- [Document text]
..........

# Is G Abelian?

1. Sep 21, 2008

### e(ho0n3

Problem. Let G be a finite group whose order is not divisible by 3. Suppose that (ab)3 = a3b3 for all a, b in G. Prove that G must be abelian.

Attempt. I know that G has no subgroups of order 3, hence no elements of order 3. Thus, if (ab)3 = a3b3 = e, then ab = e right? I don't know how to proceed. Any tips?

2. Sep 21, 2008

### morphism

It's really hard to give a hint here. OK, let's see, we want to show that ab=ba. Let's look at (ab)^3 and (ba)^3. Try to play with these. Here's a push in the right direction: ababab=(ab)^3=a^3b^3, so that baba=a^2b^2.

3. Sep 21, 2008

### e(ho0n3

I never thought about (ba)3. I had obtained (ba)2 = a2b2, but I didn't do anything with it. Let's see:

From (ba)2 = a2b2 we get that (ba)3 = baa2b2 = ba3b2. And since (ba)3 = b3a3, then ba3b2 = b3a3, so a3b2 = b2a3. Hmm...where can I use this equality?

..........

- [Problem to work on] Reproduce everything in the abelian group thread from "# Is G Abelian?" down to "proceed. Any tips?".

- [Data provided]

..........

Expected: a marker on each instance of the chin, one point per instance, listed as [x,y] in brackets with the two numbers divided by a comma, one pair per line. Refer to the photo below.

..........

- [Right answer]
# Is G Abelian?

1. Sep 21, 2008

### e(ho0n3

Problem. Let G be a finite group whose order is not divisible by 3. Suppose that (ab)3 = a3b3 for all a, b in G. Prove that G must be abelian.

Attempt. I know that G has no subgroups of order 3, hence no elements of order 3. Thus, if (ab)3 = a3b3 = e, then ab = e right? I don't know how to proceed. Any tips?